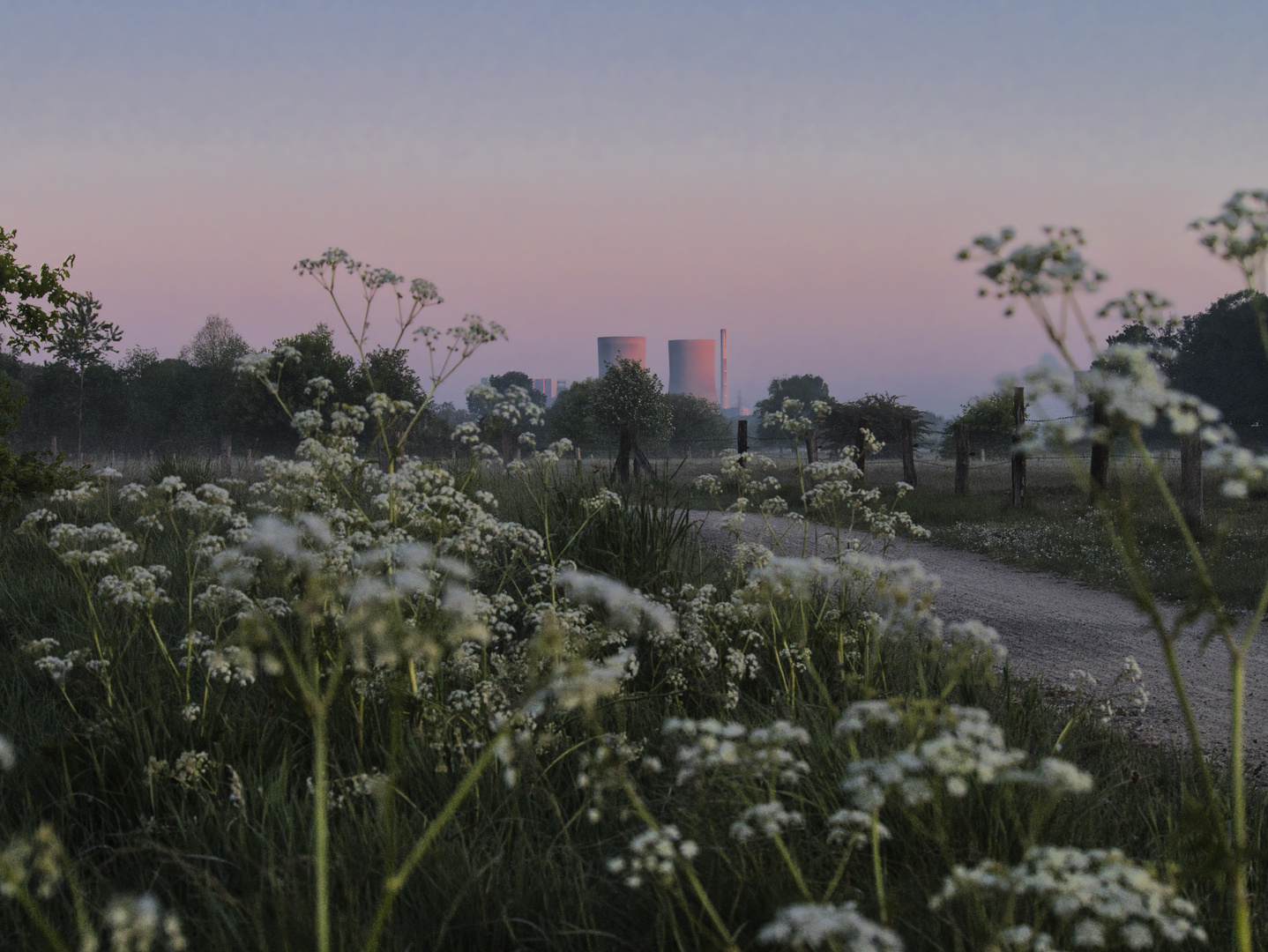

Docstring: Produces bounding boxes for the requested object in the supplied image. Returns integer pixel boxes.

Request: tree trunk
[75,368,84,463]
[1092,400,1109,502]
[1012,387,1026,509]
[901,420,915,489]
[951,423,969,495]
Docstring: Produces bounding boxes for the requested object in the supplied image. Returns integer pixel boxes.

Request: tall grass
[0,458,1247,949]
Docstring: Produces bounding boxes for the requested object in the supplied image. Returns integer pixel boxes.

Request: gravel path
[694,512,1268,773]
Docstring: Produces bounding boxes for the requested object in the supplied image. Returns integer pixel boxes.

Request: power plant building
[599,338,649,376]
[669,338,718,403]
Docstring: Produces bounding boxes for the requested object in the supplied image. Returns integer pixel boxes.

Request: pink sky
[0,4,1268,413]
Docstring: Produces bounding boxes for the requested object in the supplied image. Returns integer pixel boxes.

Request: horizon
[0,1,1268,414]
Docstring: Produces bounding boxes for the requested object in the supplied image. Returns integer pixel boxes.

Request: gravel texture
[694,512,1268,779]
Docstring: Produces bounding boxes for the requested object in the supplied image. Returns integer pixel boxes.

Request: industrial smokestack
[721,327,730,410]
[599,338,646,376]
[669,338,718,403]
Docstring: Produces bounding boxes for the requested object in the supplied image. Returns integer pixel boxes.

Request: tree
[0,228,75,509]
[177,315,251,370]
[593,358,674,480]
[665,393,730,450]
[1158,290,1268,440]
[547,376,599,446]
[942,389,1016,457]
[226,324,369,449]
[822,391,933,450]
[0,228,75,353]
[52,293,123,457]
[466,370,547,417]
[753,374,832,436]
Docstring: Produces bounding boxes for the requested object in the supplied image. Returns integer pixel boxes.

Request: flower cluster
[929,845,1206,949]
[608,824,700,889]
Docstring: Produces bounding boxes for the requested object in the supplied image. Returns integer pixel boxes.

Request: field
[0,441,1247,949]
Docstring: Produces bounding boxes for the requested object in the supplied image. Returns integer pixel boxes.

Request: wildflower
[730,800,805,843]
[96,565,171,613]
[757,903,903,952]
[828,810,890,848]
[663,718,810,785]
[608,824,700,889]
[929,847,1206,948]
[105,892,189,952]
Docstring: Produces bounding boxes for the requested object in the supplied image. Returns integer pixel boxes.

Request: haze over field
[0,0,1268,412]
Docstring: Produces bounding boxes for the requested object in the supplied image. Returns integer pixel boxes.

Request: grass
[0,464,1268,949]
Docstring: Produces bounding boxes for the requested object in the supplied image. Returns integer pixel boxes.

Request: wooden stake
[1013,387,1026,509]
[854,417,869,475]
[901,420,915,489]
[951,423,969,495]
[1181,434,1202,532]
[1092,400,1109,502]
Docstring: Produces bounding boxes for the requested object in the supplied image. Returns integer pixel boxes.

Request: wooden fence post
[1013,387,1026,509]
[1092,400,1109,502]
[901,420,915,489]
[805,428,819,463]
[854,417,868,477]
[1181,432,1202,532]
[951,423,969,495]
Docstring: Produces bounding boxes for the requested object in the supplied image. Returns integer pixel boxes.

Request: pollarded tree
[753,374,832,436]
[0,228,75,511]
[52,293,123,457]
[593,358,674,480]
[942,390,1016,457]
[665,393,730,450]
[177,315,251,370]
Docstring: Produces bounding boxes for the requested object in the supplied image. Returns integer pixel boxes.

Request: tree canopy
[1108,290,1268,439]
[0,228,75,353]
[820,391,933,452]
[942,390,1016,457]
[753,374,832,436]
[177,315,251,368]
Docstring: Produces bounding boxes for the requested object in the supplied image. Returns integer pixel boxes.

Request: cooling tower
[669,338,718,403]
[721,327,730,410]
[599,338,646,376]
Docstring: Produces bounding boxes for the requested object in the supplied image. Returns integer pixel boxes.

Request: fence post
[1181,432,1202,532]
[854,417,868,477]
[1013,387,1026,509]
[951,423,969,495]
[1092,400,1109,502]
[901,420,915,489]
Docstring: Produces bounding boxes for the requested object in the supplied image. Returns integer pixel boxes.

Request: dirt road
[696,512,1268,770]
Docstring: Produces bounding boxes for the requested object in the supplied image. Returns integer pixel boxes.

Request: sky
[0,0,1268,413]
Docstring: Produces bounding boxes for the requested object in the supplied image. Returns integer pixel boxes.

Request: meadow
[0,433,1247,949]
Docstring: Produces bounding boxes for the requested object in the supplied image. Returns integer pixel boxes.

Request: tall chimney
[721,327,730,410]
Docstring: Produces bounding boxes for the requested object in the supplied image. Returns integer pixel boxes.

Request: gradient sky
[0,0,1268,413]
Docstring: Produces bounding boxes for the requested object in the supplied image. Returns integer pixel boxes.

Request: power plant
[721,327,730,410]
[533,327,750,417]
[669,338,718,403]
[599,338,646,376]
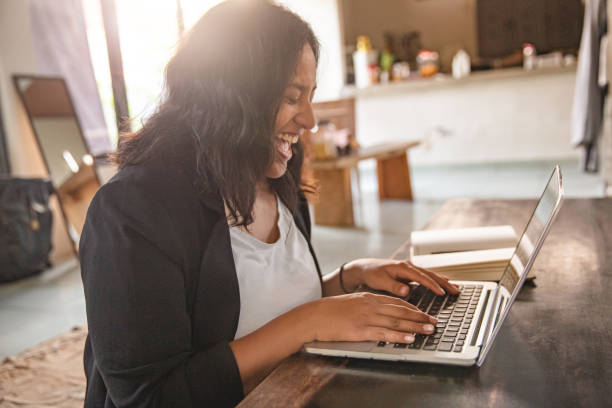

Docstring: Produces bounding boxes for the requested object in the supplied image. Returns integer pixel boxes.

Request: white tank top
[230,197,322,339]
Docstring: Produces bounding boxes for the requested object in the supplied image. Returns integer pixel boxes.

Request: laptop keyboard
[378,285,482,353]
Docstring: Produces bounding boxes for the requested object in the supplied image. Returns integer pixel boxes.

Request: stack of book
[410,225,532,281]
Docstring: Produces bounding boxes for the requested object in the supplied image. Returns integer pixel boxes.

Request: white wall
[356,70,578,165]
[0,0,72,259]
[279,0,344,101]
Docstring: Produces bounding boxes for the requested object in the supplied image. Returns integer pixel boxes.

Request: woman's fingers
[406,261,459,294]
[376,305,438,324]
[390,262,446,295]
[364,293,420,312]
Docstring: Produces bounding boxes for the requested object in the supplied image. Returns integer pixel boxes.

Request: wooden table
[240,198,612,407]
[309,141,420,227]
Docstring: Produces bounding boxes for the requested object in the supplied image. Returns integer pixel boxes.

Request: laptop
[304,165,564,367]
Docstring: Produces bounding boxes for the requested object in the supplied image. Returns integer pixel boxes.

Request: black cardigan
[80,147,321,407]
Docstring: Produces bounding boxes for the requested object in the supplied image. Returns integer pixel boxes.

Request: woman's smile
[276,133,299,164]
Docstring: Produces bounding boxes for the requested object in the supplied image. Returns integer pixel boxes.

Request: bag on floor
[0,178,53,283]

§ YOUR TASK
Reproduce the records from the beginning through the line containing "[0,1,1268,414]", replacing "tall grass" with "wild grass" and keeping everything else the same. Omit the pictures.

§ SOLVED PROBLEM
Docstring: Produces bounding boxes for the requested object in the supplied image. Returns integer pixel boxes.

Request: tree trunk
[75,368,84,463]
[1092,400,1109,502]
[1012,387,1026,509]
[901,420,915,489]
[951,423,969,495]
Docstring: Produces bounding boxes for the requested object in the supplied image. Returns integer pixel boxes.

Request: wild grass
[0,458,1247,949]
Docstring: Produces bounding boxes for the requested object in the supplied image. Returns integer pixel boxes.

Request: gravel path
[694,512,1268,773]
Docstring: Produces bounding boxes for the requested object in the supplied image. Returns integer pixel boxes.

Request: power plant building
[599,338,649,376]
[669,338,718,403]
Docstring: Produces bounding boxes for the requested object in the supplied image. Returns integer pixel boxes.

Request: pink sky
[0,4,1268,413]
Docstring: Produces bounding boxes for the requested object in the supplied image. Returns integer pixel boxes.

Request: horizon
[0,1,1268,414]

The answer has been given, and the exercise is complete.